▸ PROBLEM STATEMENT
Find every row below that contains the word "fence" and copy each one in full. Count only matches with the same capitalization.

▸ DATA EXCERPTS
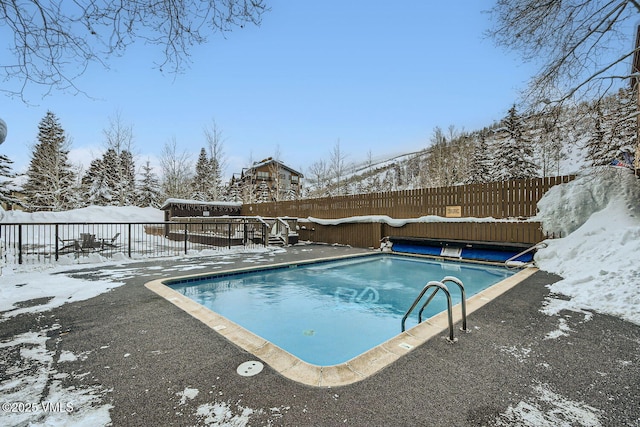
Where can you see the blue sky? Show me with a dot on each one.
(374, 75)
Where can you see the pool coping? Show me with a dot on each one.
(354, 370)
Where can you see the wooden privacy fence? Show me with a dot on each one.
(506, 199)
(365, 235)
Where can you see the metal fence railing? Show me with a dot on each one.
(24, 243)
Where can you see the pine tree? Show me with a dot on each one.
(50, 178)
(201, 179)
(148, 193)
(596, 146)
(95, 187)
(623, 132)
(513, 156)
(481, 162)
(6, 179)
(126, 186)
...
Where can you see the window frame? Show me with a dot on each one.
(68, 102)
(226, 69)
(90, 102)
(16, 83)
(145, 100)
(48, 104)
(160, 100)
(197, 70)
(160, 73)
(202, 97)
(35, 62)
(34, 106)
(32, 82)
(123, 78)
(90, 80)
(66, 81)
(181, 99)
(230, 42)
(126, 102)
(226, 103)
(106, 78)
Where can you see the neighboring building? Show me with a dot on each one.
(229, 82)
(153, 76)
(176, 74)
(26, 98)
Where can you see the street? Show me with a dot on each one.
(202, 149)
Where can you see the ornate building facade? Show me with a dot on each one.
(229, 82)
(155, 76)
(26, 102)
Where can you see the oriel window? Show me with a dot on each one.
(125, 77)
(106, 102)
--
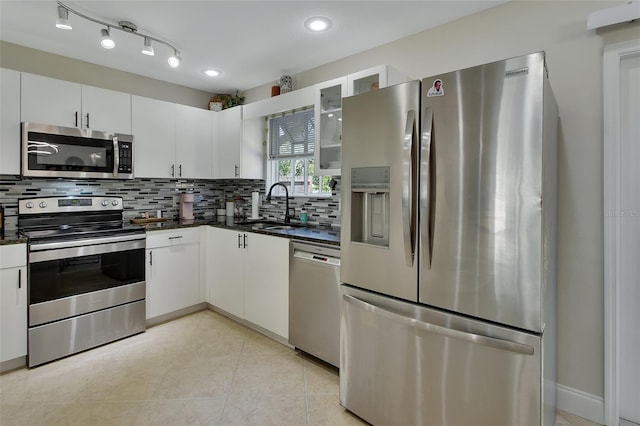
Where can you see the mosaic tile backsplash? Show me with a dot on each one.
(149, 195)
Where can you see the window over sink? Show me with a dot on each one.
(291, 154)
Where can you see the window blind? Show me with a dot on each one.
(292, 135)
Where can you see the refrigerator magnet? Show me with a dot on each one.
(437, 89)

▸ REPLY TO THE TASK
Where can you see the wooden privacy fence? Show me with a dot on each one.
Where can you see the metal fence railing? Show me with a dot on each one.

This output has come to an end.